## TRECHO DA PÁGINA:
######
Victório Galli é uma figura anacrônica de um Congresso cada vez menos relevante e digno de crédito. Natural de São Paulo, mudou-se para Cuiabá nos anos 1980, projetando-se no cenário político mato-grossense duas décadas mais tarde, amparado pela Assembleia de Deus.
Filiado ao PSC (cujas contas foram reprovadas no ano passado), o deputado é coordenador da bancada do estado na Câmara Federal, e, apesar do razoável rendimento parlamentar, poucos de seus projetos recebem tanto destaque quanto sua fátua obsessão com a homoafetividade.
Inviabilizado de tomar para si o disputadíssimo cajado do agronegócio, Galli, que é pastor de igreja, reassumiu o manejo de seu rebanho — de onde apanhou os 65 mil votos que o elegeram —, e fez do coletivo LGBT seu bode expiatório. Com retórica vazia e infundada, matraqueia sobre engenharia social, liberdade de expressão, e relativismo religioso e moral — e imagina-se ave grande, com crista larga e penas coloridas. Mas de galo o Galli tem apenas o canto: alto e irritante. É infantil como um pinto. Aquele amarelinho, que bate as asas, faz piu piu, mas tem muito medo é do gavião.
Míope social, o deputado se autointitula “pessoa justa e honesta”, na cruzada contra a “inversão de valores”. “Representante dos heterossexuais”, o parlamentar afirmou, na semana passada, que “estudo profundo” constatou que o personagem Mickey Mouse é gay — e que a Walt Disney Company, “um zoológico de veados”, “faz apologia à homossexualidade” com o objetivo de “enganar e destruir famílias”. Rinha de pinto e rato.
######
## DADOS FORNECIDOS:
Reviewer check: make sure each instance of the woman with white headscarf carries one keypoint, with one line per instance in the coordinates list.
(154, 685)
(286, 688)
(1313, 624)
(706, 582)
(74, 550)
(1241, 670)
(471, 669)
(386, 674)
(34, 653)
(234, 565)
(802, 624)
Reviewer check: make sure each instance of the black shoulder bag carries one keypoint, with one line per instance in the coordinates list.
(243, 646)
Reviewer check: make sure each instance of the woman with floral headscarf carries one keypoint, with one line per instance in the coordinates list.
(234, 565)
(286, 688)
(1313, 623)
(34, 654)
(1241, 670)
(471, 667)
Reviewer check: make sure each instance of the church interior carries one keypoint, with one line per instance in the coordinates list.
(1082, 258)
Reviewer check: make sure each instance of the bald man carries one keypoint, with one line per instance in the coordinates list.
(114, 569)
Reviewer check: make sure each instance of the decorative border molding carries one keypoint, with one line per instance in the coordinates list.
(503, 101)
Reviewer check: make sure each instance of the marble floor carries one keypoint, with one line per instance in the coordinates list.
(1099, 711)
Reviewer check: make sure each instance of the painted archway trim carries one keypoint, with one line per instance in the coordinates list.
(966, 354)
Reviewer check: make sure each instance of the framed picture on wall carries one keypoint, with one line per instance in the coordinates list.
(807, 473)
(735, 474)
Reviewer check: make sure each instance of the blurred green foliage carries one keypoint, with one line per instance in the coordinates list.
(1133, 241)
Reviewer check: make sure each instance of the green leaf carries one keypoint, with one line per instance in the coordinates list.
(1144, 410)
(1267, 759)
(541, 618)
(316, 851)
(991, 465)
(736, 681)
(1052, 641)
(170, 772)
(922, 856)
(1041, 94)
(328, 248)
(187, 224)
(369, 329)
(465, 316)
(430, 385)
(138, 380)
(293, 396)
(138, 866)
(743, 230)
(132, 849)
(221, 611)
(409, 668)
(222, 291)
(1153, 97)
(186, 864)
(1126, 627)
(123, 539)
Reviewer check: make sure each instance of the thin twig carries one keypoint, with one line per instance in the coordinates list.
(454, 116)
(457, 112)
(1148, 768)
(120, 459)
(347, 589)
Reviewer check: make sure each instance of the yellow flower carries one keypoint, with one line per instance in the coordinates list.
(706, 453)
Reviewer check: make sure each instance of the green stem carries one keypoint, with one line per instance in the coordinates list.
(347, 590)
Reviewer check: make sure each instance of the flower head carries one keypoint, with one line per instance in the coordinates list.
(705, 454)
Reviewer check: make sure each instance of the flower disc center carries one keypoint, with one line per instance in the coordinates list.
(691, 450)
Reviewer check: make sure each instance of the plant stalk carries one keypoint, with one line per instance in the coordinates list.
######
## TAREFA:
Repita, palavra por palavra, a parte do texto sobre o deputado Victório Galli que começa em "Filiado ao PSC" e vai até "é do gavião.", inclusive. As entradas não têm relação com o texto sobre o deputado Victório Galli.

## RESULTADO DO EXERCÍCIO:
Filiado ao PSC (cujas contas foram reprovadas no ano passado), o deputado é coordenador da bancada do estado na Câmara Federal, e, apesar do razoável rendimento parlamentar, poucos de seus projetos recebem tanto destaque quanto sua fátua obsessão com a homoafetividade.
Inviabilizado de tomar para si o disputadíssimo cajado do agronegócio, Galli, que é pastor de igreja, reassumiu o manejo de seu rebanho — de onde apanhou os 65 mil votos que o elegeram —, e fez do coletivo LGBT seu bode expiatório. Com retórica vazia e infundada, matraqueia sobre engenharia social, liberdade de expressão, e relativismo religioso e moral — e imagina-se ave grande, com crista larga e penas coloridas. Mas de galo o Galli tem apenas o canto: alto e irritante. É infantil como um pinto. Aquele amarelinho, que bate as asas, faz piu piu, mas tem muito medo é do gavião.